WORK TASK 1: In the landlord advice post, what does the writer compare getting overly involved in tenants' personal lives to?
WORK TASK 2: Carry on the landlord advice post from the point where it ends.

STUDY TEXT:
┄┄┄┄┄┄

@Joe T. :
I get your situation. And, yes, sometimes it can be a slippery slope if you make exceptions and cater to every whim of nitpicky tenants. They can get worse and more demanding. When I first started out, I had a tenant like this.
The bad news is your tenant sounds like she might be annoying. The good news is as you continue to landlord you will learn from these situations how to deal with them. It's interesting to see a wide range in how other landlords would deal with a tenant like this.
Personally, I'm like you in that I want to keep things as professional as possible. I don't want to become a tenant's therapist or whipping boy or whatever. I am happy to make repairs and pride myself on offering very nice, well kept homes for tenants, but I like to keep an arm's length with my tenants and not get overly involved with their personal lives. Not because I don't care, but just because I've noticed when I do this, it becomes a bit dramatic, exhausting, annoying and time consuming. Like a tenant soap opera.
In your situation, since she never filled out the move in checklist, I'd head over there (doesn't have to be when her parents are there if that makes you uncomfy) with a checklist in hand, and do a walk through with her before you it gets any later. Go room by room and check off what is ok and any existing issues, date it and both of you sign it. If you see anything that needs swift attention, you can set up a time to repair. So now that's done.

┄┄┄┄┄┄

(Saved entries)
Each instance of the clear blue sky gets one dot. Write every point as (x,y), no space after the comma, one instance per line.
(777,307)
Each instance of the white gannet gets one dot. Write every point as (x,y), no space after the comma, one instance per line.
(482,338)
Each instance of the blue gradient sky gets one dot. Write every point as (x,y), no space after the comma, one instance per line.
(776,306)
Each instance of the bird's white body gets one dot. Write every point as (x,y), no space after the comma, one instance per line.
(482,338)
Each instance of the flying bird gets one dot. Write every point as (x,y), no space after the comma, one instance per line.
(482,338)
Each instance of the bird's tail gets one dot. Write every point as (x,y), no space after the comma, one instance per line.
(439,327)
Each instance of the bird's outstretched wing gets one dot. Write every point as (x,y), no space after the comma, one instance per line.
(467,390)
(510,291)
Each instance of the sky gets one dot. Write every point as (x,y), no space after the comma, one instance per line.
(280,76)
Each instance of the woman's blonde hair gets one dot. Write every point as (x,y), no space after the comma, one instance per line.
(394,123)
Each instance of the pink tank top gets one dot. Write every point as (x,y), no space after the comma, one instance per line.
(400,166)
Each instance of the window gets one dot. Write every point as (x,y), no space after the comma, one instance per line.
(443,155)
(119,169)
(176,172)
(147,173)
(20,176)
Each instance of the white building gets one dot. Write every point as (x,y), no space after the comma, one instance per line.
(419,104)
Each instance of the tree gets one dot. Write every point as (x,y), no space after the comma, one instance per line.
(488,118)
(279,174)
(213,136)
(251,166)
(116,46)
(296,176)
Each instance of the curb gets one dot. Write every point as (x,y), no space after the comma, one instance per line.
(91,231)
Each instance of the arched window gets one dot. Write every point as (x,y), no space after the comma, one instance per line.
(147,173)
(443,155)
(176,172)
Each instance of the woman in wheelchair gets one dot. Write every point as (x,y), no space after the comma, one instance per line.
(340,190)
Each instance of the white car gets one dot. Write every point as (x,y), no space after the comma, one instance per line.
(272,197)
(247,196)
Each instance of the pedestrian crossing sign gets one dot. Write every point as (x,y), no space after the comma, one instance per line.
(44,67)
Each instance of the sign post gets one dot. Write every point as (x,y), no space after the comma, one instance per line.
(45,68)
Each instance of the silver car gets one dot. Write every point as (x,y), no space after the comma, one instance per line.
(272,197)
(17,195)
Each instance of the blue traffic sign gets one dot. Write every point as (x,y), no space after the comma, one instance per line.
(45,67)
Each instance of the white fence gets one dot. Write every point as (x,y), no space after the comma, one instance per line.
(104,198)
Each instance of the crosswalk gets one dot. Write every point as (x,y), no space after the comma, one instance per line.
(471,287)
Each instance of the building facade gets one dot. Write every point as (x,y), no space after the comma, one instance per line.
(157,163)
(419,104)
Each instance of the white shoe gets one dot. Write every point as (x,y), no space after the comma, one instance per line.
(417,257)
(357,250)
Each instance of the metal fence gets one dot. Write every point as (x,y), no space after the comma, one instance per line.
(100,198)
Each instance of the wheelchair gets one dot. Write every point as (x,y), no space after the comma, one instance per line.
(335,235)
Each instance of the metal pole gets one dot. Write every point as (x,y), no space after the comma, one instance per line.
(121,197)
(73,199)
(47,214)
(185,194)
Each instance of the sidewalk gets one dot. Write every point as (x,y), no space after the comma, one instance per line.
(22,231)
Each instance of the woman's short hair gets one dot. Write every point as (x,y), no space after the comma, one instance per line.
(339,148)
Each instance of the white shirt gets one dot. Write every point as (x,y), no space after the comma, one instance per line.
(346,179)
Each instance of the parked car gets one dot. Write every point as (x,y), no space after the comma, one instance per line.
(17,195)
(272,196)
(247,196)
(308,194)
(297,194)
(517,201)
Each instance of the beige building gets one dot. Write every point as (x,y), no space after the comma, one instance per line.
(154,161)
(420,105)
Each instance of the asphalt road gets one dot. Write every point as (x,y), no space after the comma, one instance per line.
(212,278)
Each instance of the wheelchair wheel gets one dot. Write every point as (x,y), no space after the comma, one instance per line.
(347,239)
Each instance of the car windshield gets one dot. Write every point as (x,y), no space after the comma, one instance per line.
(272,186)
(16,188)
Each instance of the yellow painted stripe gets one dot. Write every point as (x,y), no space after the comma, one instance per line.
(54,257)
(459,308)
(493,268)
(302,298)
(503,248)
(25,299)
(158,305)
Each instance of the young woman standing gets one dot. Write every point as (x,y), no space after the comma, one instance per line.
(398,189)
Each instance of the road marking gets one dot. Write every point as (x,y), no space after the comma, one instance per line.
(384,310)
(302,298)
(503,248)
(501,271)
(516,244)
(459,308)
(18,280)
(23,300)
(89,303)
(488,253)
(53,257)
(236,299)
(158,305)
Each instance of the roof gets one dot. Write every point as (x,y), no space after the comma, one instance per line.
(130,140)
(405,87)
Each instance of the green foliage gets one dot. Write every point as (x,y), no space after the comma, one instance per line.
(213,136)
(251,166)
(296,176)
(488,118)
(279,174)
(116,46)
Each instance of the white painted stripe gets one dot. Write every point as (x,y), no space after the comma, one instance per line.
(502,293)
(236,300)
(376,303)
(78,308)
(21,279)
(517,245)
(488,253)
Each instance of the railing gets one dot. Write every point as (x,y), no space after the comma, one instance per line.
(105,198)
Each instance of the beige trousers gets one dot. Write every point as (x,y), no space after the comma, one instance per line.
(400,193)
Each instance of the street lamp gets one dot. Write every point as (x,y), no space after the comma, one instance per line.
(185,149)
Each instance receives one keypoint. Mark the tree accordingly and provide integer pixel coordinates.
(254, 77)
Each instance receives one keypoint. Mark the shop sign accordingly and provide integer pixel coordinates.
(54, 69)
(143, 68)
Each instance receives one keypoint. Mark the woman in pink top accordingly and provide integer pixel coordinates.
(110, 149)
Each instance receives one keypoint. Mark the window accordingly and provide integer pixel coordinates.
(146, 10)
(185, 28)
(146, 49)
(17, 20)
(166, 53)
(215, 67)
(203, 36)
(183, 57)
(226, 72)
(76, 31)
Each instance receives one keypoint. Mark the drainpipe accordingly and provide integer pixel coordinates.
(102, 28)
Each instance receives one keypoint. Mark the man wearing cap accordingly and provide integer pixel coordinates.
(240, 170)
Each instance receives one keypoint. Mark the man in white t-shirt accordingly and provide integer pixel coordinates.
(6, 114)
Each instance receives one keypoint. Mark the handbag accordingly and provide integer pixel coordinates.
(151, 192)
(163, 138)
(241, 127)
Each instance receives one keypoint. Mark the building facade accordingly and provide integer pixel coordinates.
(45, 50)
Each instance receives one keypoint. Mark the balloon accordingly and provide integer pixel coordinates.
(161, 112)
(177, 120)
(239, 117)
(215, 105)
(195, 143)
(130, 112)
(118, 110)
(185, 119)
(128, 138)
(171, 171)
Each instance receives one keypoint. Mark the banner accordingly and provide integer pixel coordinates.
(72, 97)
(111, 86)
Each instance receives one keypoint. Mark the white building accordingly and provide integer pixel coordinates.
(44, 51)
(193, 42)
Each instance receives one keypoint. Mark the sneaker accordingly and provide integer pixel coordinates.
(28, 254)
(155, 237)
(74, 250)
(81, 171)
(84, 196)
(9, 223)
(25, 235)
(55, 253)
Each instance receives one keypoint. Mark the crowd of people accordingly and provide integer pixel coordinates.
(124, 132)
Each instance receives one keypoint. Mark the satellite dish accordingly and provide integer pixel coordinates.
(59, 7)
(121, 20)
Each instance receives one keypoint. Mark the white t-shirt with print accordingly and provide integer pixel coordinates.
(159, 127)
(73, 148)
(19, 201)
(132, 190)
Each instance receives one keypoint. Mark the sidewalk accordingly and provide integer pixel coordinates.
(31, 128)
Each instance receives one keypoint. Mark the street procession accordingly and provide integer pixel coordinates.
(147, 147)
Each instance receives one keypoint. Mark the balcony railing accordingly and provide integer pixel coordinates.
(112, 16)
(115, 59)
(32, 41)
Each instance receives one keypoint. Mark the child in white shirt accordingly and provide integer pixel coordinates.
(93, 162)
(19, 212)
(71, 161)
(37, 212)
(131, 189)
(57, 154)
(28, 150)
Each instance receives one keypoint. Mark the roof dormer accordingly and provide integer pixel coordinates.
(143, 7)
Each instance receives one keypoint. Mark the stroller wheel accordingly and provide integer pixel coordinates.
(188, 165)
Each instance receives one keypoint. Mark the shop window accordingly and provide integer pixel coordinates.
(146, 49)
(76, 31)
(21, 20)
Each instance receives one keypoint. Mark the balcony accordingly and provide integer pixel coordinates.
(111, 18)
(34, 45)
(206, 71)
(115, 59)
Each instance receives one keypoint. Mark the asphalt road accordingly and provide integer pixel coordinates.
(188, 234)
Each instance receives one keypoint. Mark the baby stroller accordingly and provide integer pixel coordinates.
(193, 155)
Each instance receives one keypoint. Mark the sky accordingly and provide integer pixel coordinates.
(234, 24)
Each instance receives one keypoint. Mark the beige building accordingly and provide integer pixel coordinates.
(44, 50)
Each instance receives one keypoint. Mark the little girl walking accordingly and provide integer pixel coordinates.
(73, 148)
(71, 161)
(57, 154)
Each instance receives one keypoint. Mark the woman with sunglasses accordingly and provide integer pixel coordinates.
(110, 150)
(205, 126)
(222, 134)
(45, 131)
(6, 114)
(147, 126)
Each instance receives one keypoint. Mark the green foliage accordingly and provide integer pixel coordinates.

┄┄┄┄┄┄

EXPECTED ANSWER 1: A tenant soap opera.

EXPECTED ANSWER 2:
Then give her written repair request forms. In person. Slap your address and a postage stamp on some envelopes if necessary. Explain to her that you need a paper trail of some kind with regards to repairs that are non emergent, and she can fill these out and send them back to you and you will go from there. The forms should say what the repair request is for and if you feel it's a cosmetic issue that is not worth fixing, just check "no" on repair request form with a brief explanation of why you won't be repainting the place in her favorite color or adding windchimes or whatver the deal is and send it back.
If the place is in working order and she dosent submit request forms for the cosmetic stuff, fine. If she does, you will have a paper trail that you want with descriptions of the requested repairs and why you turned them down.
With the lost key, I have something in my lease that says I call a locksmith and the charge goes to them if this happ Ns. This was after I had a tenant call me after bars closed needing to get in and I was a new parent. It happened constantly and was exhausting. I don't always adhere to it, I go by the situation. A one time thing where someone's purse was stolen? I go unlock. A chronic key loser that's calling me at 2 AM a couple times a week? I enforce it. Once they realize they will have to pay the locksmith, they keep better tabs on their keys!